[Dataset entries]
◇ ◇ ◇ ◇
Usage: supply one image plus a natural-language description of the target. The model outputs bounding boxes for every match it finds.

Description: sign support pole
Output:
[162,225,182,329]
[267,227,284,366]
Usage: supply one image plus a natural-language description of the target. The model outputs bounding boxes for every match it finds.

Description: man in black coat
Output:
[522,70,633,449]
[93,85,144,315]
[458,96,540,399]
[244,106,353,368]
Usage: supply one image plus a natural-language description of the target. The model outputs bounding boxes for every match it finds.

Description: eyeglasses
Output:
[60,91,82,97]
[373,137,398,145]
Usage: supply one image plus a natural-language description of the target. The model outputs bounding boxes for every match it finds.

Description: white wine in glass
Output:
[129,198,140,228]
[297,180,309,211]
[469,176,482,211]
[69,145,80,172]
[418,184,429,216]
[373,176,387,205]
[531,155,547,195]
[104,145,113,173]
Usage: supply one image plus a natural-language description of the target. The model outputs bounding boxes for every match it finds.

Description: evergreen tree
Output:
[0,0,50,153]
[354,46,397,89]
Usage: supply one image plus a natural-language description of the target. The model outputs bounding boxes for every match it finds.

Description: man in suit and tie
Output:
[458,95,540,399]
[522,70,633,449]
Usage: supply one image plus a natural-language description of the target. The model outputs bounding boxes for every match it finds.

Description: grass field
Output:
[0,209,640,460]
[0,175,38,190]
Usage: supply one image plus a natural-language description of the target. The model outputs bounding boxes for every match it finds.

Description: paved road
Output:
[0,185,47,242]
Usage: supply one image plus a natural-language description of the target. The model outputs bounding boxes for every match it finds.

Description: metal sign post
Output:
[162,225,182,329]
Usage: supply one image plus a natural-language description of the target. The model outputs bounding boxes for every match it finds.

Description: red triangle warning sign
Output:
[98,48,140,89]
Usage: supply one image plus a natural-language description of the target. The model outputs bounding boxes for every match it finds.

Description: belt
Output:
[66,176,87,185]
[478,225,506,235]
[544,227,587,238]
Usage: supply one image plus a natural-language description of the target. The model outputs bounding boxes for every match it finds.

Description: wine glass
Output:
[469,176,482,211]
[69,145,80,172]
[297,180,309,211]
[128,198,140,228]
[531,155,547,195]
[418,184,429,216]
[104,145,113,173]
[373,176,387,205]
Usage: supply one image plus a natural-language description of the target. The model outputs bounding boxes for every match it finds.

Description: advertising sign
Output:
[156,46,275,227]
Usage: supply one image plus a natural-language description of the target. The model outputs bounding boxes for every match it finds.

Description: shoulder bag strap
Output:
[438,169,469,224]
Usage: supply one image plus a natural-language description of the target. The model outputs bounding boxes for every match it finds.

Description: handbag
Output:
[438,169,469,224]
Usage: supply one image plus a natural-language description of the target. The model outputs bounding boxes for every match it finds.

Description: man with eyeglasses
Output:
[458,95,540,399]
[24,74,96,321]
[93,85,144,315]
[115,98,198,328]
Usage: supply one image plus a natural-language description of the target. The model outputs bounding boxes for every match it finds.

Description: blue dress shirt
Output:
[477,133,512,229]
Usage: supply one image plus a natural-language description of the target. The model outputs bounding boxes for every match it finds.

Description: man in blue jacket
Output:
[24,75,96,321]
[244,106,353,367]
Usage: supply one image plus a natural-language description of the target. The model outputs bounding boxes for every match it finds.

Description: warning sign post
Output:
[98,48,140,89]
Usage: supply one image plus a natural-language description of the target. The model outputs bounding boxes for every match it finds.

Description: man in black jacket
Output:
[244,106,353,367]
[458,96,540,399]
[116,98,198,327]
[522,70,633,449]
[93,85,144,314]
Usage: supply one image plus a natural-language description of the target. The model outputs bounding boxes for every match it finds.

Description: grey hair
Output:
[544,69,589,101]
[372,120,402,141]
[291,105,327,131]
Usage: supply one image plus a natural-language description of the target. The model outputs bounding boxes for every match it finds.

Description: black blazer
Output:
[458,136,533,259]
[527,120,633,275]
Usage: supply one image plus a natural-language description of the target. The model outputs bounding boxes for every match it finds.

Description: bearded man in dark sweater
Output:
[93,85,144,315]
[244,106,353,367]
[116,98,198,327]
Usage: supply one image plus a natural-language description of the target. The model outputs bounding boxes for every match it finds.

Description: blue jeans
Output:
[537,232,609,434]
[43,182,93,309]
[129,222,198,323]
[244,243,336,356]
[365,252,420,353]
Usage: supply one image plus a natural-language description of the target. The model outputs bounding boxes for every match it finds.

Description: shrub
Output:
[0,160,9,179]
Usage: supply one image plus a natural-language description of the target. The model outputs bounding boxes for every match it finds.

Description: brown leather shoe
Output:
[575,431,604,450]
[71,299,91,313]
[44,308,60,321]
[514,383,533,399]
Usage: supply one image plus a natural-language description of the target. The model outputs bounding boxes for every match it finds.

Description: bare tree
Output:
◇ ◇ ◇ ◇
▸ **Task instructions**
Please repeat everything from the first line down to the line containing "[244,106,353,368]", including both of those lines.

▸ **Exercise response**
Usage: supply one image plus a natural-language description of the target. The model outputs bounding boxes for every match it finds.

Description: sign support pole
Output:
[162,225,182,329]
[267,227,284,366]
Usage: supply one image plus a natural-language description of the target. The model outputs bounding boxes for every match it finds.

Description: man in black coat
Output:
[522,70,633,449]
[93,85,144,315]
[458,96,540,399]
[244,106,353,368]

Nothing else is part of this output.